MATERIAL SUPPLIED:

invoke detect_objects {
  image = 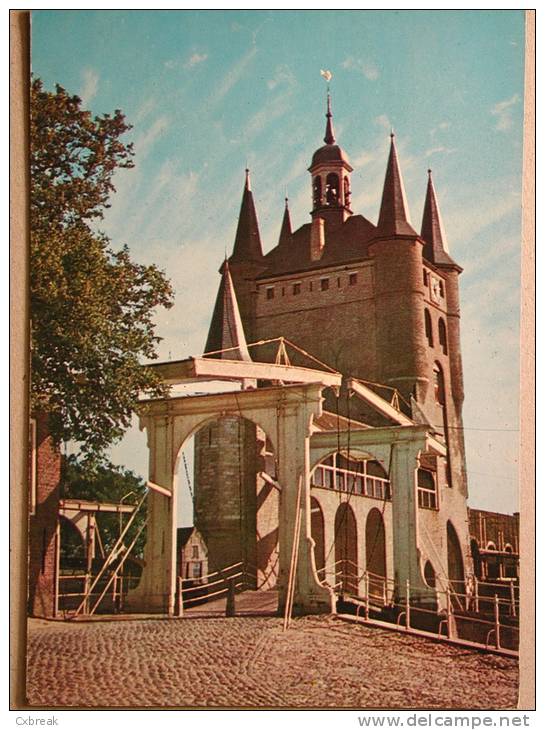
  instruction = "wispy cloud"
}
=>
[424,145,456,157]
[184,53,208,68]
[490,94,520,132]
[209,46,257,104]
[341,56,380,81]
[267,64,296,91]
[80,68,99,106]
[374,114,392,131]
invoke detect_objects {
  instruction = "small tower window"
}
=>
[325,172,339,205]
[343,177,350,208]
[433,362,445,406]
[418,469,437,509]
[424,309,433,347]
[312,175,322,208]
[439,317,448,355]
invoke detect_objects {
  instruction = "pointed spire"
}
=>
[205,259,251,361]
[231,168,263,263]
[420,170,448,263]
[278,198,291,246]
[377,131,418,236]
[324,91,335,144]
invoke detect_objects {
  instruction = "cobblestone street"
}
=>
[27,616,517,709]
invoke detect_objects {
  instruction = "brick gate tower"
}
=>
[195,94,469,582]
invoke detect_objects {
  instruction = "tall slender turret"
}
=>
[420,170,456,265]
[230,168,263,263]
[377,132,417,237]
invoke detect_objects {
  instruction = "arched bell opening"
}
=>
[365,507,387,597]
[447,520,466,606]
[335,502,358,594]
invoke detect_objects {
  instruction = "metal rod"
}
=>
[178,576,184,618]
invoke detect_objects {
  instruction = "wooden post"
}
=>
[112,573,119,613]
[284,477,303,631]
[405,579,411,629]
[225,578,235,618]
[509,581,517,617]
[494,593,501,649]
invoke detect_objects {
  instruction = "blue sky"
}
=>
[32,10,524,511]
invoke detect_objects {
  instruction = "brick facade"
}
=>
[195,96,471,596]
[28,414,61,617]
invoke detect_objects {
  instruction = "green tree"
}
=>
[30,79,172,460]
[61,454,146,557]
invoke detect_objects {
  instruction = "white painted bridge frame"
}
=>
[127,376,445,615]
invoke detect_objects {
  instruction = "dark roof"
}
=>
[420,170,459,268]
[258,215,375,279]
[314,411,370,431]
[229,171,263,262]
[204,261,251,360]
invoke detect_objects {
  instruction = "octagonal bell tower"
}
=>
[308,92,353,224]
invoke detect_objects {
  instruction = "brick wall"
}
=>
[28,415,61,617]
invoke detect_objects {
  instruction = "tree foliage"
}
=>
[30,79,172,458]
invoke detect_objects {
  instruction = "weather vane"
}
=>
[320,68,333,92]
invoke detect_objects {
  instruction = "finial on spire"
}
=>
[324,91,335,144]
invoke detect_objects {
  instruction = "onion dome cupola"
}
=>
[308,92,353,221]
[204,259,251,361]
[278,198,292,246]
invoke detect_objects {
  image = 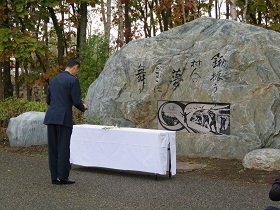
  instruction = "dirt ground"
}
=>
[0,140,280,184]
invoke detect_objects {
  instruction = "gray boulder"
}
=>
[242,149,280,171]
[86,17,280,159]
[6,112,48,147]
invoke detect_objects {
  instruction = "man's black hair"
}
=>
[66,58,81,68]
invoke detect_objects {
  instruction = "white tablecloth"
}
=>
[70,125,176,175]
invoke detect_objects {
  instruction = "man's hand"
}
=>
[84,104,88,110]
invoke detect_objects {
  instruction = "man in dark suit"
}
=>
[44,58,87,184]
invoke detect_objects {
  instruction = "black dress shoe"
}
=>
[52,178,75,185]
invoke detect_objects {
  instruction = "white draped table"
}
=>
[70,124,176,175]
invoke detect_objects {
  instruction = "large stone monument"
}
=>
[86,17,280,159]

AIM:
Reproduce all the items above, replacing every occurrence of "spire" with "steeple" and leaving everything else unchanged. Omit the pictures from your output.

CORRECT RESULT:
invoke detect_objects {
  image = 
  instruction = "wispy cloud"
}
=>
[424,145,456,157]
[184,53,208,68]
[490,94,520,132]
[209,46,257,104]
[341,56,380,81]
[267,64,296,91]
[80,68,99,106]
[374,114,392,131]
invoke detect_objects {
  instruction = "small tower window"
}
=>
[325,172,339,205]
[343,177,350,208]
[433,362,445,406]
[418,469,437,509]
[424,309,433,347]
[312,175,322,208]
[439,317,448,355]
invoke detect_objects {
  instruction = "pointed steeple"
}
=>
[205,259,251,361]
[231,168,263,263]
[420,170,448,263]
[278,198,291,246]
[377,131,418,236]
[324,91,335,144]
invoke detect_objects {
  instruction = "cobblestone street"
}
=>
[27,616,517,709]
invoke detect_objects {
  instruction = "brick gate tower"
}
=>
[195,94,469,582]
invoke detect_objects {
  instruction = "tall slender turret"
}
=>
[420,170,456,265]
[230,168,263,263]
[377,132,417,237]
invoke detect_objects {
  instruction = "arched bell opening"
}
=>
[365,507,387,597]
[447,520,466,606]
[335,502,358,594]
invoke detect_objects {
  instruction = "metal rod"
}
=>
[178,576,184,618]
invoke detect_objects {
  instruction = "wooden post"
}
=>
[112,573,119,613]
[284,477,303,631]
[405,579,411,629]
[225,578,235,618]
[509,581,517,617]
[494,593,501,649]
invoke detect_objects {
  instruction = "blue sky"
}
=>
[32,10,524,511]
invoke detect_objects {
  instruction = "brick facade"
}
=>
[195,96,471,596]
[28,414,61,617]
invoke detect_objects {
  instruction = "green tree"
}
=>
[30,79,172,460]
[61,454,146,557]
invoke detect_objects {
  instruction = "white painted bridge frame"
}
=>
[127,376,445,615]
invoke detect_objects {
  instruction = "dark roof"
}
=>
[420,170,459,268]
[258,215,375,279]
[314,411,370,431]
[229,171,263,262]
[204,261,251,360]
invoke detect_objects {
  instruction = "octagonal bell tower"
}
=>
[308,92,353,224]
invoke detect_objects {
  instruction = "brick wall"
}
=>
[28,415,61,617]
invoke detect_objects {
  instruction = "tree foliage"
}
=>
[30,79,172,458]
invoke detect_objects {
  instruction = "weather vane"
}
=>
[320,68,333,92]
invoke detect_objects {
  instruction = "finial on steeple"
}
=>
[324,91,335,144]
invoke detect_objects {
  instruction = "onion dome cupola"
}
=>
[308,92,353,221]
[204,259,251,361]
[278,198,292,246]
invoke detect_objects {
  image = 
  instruction = "dirt ground"
}
=>
[0,140,280,184]
invoke detect_objects {
  instruction = "gray boulder"
}
=>
[242,149,280,171]
[86,17,280,159]
[6,112,48,147]
invoke detect_objects {
  instruction = "man's black hair"
}
=>
[66,58,81,68]
invoke detect_objects {
  instruction = "white tablecloth"
}
=>
[70,125,176,175]
invoke detect_objects {
  instruction = "man's hand"
}
=>
[84,104,88,110]
invoke detect_objects {
  instruction = "man in dark suit"
}
=>
[44,58,87,184]
invoke detect_objects {
  instruction = "black dress shoe"
}
=>
[52,178,75,185]
invoke detect_objects {
  instruction = "white draped table"
}
=>
[70,124,176,175]
invoke detect_objects {
  instruction = "large stone monument"
}
=>
[86,17,280,159]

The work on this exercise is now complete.